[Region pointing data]
· · · · · · ·

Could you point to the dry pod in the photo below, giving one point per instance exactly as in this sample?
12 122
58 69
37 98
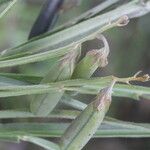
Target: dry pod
93 59
63 69
85 125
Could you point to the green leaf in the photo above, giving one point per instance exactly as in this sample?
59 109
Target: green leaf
80 32
85 125
22 77
108 128
61 114
90 86
41 142
61 70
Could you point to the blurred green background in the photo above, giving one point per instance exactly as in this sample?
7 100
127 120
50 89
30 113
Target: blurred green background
129 53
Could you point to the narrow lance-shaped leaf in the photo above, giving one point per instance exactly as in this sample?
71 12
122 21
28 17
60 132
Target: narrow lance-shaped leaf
41 142
85 125
79 32
61 70
88 65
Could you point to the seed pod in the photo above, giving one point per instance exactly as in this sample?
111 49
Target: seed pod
63 69
93 59
85 125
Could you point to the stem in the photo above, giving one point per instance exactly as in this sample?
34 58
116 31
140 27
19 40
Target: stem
7 8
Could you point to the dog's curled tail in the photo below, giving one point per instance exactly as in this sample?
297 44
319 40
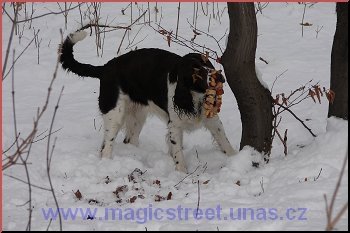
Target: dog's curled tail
68 61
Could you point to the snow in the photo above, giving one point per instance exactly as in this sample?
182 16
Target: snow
292 181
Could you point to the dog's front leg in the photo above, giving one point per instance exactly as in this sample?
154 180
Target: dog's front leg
174 139
112 122
214 125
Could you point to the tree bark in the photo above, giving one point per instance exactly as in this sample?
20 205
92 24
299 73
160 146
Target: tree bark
254 100
339 64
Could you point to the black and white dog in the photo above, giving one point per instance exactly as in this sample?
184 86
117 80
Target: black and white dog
149 80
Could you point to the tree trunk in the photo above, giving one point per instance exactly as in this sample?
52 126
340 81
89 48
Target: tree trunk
339 64
254 100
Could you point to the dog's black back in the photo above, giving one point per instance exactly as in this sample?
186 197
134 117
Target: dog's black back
143 75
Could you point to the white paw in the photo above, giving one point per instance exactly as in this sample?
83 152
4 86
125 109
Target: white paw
230 151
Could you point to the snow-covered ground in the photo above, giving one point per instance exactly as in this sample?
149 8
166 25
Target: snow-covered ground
288 186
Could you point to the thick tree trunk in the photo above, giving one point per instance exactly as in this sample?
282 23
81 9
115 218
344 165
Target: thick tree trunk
254 100
339 64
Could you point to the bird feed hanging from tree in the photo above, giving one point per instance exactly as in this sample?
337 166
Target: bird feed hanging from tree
213 95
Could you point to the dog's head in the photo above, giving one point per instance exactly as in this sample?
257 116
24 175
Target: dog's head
192 76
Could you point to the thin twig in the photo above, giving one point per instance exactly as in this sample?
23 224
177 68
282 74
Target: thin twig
296 117
198 198
187 176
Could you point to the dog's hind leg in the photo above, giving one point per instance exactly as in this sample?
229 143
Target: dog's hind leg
216 129
135 119
112 122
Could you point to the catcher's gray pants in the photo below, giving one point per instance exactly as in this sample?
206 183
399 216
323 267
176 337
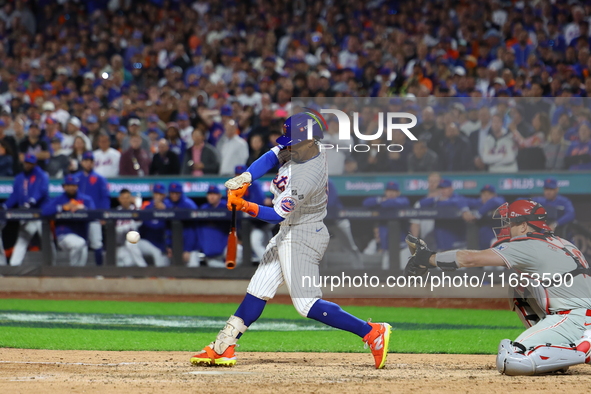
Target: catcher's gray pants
147 248
26 232
558 330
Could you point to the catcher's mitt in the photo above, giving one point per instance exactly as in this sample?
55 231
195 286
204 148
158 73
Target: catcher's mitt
418 264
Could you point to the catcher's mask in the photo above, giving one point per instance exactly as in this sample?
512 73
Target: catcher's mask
517 212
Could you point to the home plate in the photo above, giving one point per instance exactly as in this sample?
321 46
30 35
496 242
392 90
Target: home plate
218 373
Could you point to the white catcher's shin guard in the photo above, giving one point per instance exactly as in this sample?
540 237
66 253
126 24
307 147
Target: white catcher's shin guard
543 359
228 336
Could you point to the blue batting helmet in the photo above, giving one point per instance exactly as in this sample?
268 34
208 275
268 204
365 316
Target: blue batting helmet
295 128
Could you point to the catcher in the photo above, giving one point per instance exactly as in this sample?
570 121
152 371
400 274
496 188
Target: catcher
557 312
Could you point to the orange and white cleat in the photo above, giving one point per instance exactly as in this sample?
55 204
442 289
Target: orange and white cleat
378 340
209 357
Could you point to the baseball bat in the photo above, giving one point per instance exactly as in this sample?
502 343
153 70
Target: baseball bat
232 243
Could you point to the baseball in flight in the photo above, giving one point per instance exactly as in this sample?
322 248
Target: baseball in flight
133 237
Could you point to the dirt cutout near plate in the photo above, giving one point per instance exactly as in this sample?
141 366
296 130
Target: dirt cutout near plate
48 371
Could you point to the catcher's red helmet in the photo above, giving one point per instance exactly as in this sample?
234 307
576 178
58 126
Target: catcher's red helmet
523 211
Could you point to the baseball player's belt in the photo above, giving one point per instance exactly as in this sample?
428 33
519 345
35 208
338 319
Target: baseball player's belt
588 313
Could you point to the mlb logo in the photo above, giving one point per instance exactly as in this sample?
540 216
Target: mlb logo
288 204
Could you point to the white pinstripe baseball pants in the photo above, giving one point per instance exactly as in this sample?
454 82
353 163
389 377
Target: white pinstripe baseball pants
291 255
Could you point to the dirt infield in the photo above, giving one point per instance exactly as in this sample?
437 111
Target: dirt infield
46 371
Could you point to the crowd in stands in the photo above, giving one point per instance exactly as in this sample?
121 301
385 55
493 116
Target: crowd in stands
198 87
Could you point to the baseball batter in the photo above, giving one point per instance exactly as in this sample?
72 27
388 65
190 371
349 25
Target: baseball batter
299 205
559 294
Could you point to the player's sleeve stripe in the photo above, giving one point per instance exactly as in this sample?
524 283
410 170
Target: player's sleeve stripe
503 257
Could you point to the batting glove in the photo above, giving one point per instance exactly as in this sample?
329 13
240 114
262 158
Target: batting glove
238 181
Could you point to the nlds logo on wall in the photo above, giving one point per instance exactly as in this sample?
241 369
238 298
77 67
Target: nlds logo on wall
288 204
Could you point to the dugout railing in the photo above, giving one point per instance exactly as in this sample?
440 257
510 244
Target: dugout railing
396 222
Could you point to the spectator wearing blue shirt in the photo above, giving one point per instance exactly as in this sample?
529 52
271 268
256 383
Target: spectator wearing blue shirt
177 200
449 233
481 211
390 200
565 212
30 189
71 235
97 187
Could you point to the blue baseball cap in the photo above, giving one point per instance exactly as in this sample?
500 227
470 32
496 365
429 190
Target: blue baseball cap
444 183
71 180
29 158
159 188
213 189
175 187
392 185
226 110
488 188
550 183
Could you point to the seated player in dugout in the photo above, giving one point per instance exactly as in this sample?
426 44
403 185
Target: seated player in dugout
449 233
565 212
481 211
556 310
299 206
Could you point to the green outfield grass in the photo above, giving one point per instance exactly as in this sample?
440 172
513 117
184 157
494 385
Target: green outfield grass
119 325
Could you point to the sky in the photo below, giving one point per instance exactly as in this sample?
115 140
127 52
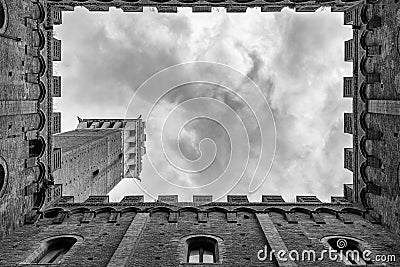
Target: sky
247 103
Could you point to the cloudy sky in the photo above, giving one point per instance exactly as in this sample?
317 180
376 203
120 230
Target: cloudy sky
234 103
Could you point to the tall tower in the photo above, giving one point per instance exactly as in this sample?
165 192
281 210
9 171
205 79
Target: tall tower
133 140
87 162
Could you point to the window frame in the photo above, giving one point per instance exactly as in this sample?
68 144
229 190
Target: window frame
355 244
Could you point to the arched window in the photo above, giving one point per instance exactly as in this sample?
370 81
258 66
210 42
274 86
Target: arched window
349 250
2 176
36 147
53 249
56 249
202 249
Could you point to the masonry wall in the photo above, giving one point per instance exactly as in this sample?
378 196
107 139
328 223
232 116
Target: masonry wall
376 120
91 162
101 239
306 234
24 109
154 234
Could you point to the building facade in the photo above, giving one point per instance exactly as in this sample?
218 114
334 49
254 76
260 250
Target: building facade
232 233
133 140
87 162
54 227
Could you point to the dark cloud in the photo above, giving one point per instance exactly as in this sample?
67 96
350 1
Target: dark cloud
295 59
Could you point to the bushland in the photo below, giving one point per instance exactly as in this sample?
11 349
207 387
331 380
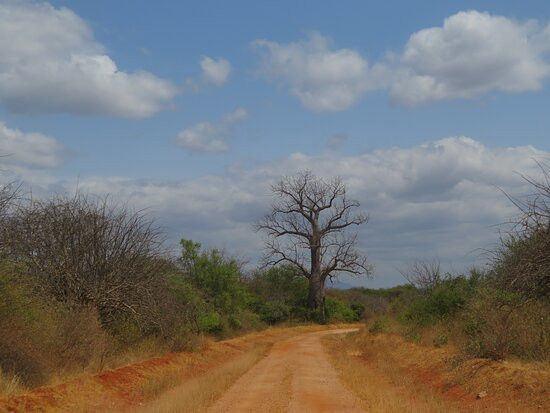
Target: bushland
87 284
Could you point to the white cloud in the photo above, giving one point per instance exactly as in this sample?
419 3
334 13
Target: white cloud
435 199
51 63
215 71
322 78
211 137
34 149
471 54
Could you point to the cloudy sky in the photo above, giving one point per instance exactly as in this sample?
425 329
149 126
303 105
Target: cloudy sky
191 109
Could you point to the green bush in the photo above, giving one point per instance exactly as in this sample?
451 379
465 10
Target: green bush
443 301
273 312
337 310
211 323
499 324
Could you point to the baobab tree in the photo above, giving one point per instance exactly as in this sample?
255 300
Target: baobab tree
309 227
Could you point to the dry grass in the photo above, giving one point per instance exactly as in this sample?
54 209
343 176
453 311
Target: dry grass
10 384
380 384
126 386
392 375
195 395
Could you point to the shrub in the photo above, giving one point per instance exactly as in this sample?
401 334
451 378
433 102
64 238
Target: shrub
211 323
440 340
442 302
337 310
499 324
273 312
378 326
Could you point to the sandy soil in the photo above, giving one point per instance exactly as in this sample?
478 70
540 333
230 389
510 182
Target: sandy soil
296 376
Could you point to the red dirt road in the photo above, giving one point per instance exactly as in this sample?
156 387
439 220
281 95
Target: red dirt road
295 377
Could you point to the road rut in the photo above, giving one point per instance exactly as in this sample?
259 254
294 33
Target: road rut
295 377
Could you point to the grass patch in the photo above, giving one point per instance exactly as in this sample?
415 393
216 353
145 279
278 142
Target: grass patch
195 395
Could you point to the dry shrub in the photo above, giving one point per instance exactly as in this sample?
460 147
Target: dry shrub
81 340
499 324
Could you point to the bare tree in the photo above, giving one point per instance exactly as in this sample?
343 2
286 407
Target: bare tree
308 228
90 252
522 261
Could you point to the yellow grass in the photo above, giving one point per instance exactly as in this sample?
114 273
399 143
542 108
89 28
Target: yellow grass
9 384
392 375
197 394
380 385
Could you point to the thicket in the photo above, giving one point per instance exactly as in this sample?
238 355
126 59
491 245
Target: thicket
86 284
502 311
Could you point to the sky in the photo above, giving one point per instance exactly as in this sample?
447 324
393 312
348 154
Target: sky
428 111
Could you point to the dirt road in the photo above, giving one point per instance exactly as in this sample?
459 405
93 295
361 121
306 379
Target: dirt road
296 376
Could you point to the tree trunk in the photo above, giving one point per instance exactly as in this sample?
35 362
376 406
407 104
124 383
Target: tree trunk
316 296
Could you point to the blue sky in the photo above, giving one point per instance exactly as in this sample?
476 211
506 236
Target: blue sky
192 109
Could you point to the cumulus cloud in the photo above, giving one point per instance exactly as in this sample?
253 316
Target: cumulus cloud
440 199
211 137
323 78
51 63
33 149
471 54
215 71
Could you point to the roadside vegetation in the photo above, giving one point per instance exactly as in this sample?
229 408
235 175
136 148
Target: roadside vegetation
499 312
86 284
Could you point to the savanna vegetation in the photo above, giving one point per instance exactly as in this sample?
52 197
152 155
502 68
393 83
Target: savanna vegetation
86 284
500 311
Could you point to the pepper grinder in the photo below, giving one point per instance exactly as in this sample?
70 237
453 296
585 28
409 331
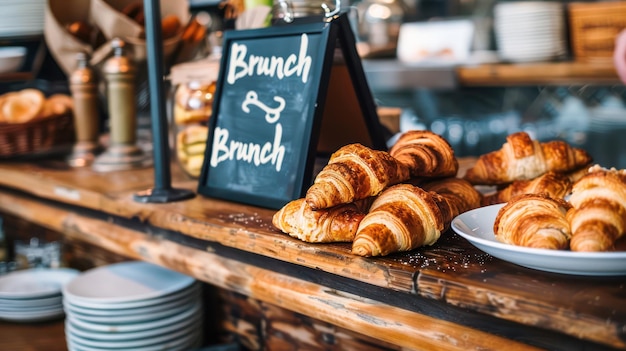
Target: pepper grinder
85 98
122 152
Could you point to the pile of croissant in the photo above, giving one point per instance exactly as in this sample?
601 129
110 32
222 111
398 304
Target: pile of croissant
382 201
554 198
398 200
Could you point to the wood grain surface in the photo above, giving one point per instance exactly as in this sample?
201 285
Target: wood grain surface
477 289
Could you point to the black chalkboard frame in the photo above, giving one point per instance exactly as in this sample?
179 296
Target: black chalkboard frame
333 33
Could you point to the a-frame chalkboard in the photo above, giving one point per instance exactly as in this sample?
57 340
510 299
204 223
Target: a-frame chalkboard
270 118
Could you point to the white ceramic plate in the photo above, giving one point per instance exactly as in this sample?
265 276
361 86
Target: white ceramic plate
36 316
125 282
188 324
94 305
477 227
35 283
131 327
44 301
130 318
155 340
184 343
118 312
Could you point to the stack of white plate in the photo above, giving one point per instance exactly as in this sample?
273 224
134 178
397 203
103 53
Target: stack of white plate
21 18
133 306
33 295
529 31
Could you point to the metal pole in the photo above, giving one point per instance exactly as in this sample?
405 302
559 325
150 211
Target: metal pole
162 191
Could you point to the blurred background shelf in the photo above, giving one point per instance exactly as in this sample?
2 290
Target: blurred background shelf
545 73
390 74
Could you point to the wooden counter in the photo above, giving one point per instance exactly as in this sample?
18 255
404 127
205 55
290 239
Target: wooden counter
450 296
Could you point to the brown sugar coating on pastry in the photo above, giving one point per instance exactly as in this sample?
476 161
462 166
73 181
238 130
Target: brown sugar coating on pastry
522 158
354 172
335 224
554 184
598 216
534 220
402 218
426 154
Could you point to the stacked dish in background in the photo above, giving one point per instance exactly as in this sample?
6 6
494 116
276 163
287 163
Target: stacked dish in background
22 18
34 295
133 306
530 31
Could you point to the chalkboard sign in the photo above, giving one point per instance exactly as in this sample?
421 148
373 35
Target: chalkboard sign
268 111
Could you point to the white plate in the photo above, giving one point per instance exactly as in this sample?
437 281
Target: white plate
125 282
44 301
477 227
36 316
178 295
30 309
131 327
131 318
184 300
158 340
188 324
184 343
38 282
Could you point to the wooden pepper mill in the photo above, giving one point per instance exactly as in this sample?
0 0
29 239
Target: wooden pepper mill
84 90
122 152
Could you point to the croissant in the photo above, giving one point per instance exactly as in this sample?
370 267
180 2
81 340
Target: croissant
354 172
402 217
461 195
522 158
335 224
554 184
426 154
534 220
598 216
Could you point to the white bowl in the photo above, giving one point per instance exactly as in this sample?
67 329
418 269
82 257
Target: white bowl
11 58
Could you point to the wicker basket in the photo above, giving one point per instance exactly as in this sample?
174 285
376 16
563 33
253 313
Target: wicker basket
594 27
41 135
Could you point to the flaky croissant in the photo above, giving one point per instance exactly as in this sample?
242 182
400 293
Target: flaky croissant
598 216
522 158
461 195
426 154
354 172
533 220
402 218
554 184
335 224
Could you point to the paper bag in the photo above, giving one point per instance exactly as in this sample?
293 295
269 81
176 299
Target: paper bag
106 17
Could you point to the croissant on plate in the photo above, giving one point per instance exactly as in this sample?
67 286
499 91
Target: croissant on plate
534 220
461 195
426 154
335 224
354 172
554 184
598 216
522 158
402 218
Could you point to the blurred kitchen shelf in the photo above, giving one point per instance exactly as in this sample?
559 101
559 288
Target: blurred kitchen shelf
392 75
545 73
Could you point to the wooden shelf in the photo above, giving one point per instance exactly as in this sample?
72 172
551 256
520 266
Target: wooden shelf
391 75
553 73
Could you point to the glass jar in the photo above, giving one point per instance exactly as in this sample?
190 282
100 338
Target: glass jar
194 87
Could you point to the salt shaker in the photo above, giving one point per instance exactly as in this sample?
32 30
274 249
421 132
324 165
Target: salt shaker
122 153
83 87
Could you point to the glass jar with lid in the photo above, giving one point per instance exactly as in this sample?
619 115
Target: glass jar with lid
194 85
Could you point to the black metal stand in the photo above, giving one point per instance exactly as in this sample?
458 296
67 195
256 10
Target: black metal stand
162 191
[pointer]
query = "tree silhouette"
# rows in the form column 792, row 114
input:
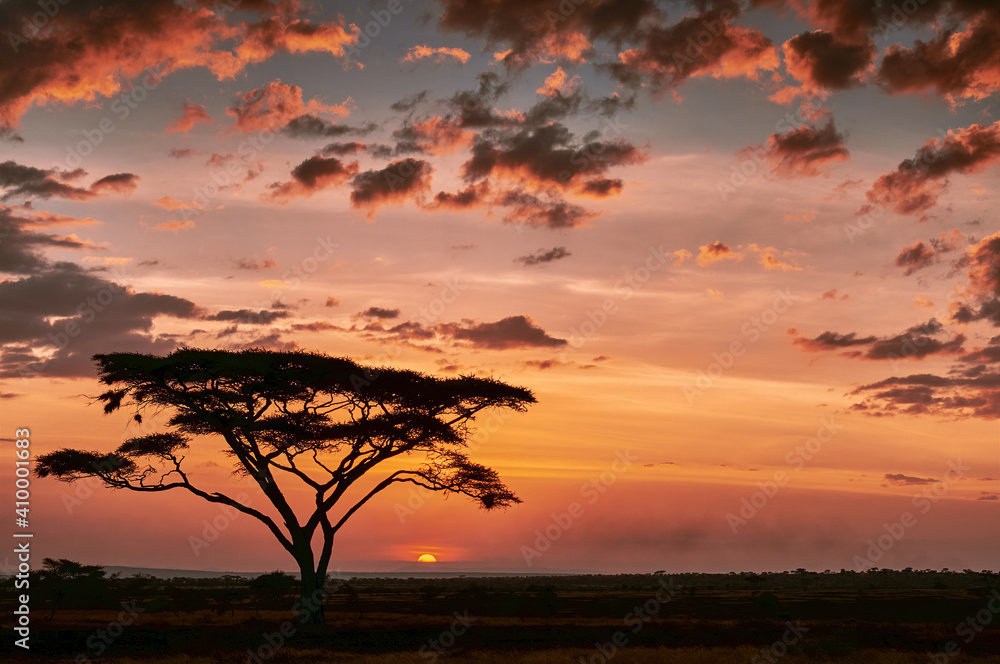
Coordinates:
column 72, row 585
column 297, row 416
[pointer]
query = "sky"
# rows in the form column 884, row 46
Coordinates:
column 746, row 255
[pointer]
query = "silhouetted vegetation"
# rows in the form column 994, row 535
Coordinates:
column 304, row 417
column 874, row 616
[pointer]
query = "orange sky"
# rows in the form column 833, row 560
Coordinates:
column 711, row 259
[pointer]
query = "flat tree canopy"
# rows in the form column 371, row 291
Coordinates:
column 294, row 417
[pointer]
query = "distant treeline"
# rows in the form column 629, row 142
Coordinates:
column 68, row 585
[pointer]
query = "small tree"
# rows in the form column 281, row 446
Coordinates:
column 294, row 416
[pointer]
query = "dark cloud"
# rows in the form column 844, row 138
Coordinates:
column 547, row 155
column 701, row 45
column 805, row 151
column 550, row 211
column 543, row 256
column 472, row 196
column 247, row 316
column 90, row 50
column 916, row 257
column 505, row 334
column 312, row 175
column 253, row 264
column 927, row 394
column 906, row 480
column 546, row 29
column 310, row 126
column 510, row 332
column 408, row 104
column 542, row 365
column 78, row 313
column 968, row 389
column 400, row 180
column 831, row 341
column 119, row 183
column 20, row 181
column 340, row 149
column 379, row 312
column 917, row 342
column 21, row 247
column 958, row 65
column 602, row 187
column 916, row 184
column 8, row 135
column 823, row 62
column 475, row 108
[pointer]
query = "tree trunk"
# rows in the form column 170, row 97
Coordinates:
column 312, row 594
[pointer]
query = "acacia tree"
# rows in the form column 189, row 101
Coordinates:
column 294, row 417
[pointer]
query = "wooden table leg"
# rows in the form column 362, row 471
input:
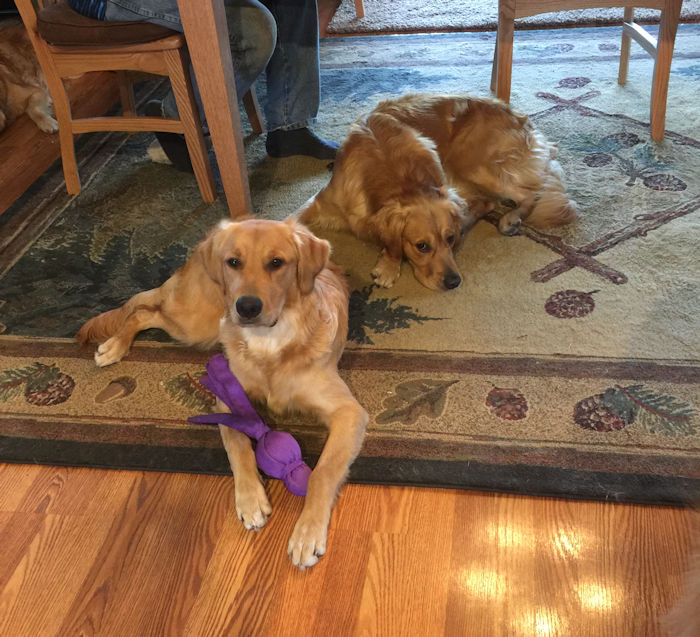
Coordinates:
column 204, row 24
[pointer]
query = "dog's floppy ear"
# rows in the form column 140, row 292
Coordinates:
column 312, row 255
column 387, row 225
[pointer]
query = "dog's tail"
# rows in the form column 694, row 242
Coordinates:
column 553, row 206
column 103, row 326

· · · · · · ·

Task goal:
If a line in the records contains the string "below", copy it out.

Completed task:
Could you point to the dry pod in the photo below, giving one point per instance exactly as in this sample?
Could you point to the dog's curled tail in the photo below, giving one point per instance exactly as in this sample?
Could you point to the catcher's gray pants in the photo below, giving one point per instance exactly as in this sample?
Could you point to the sky in the photo below, giving one point per instance exactly as in this sample?
Could you point to the bushland in the photo below, giving one point per instance exactly as in this sample?
Could you point to the pepper grinder in the photo below, giving one point per instance exactly as in this sample?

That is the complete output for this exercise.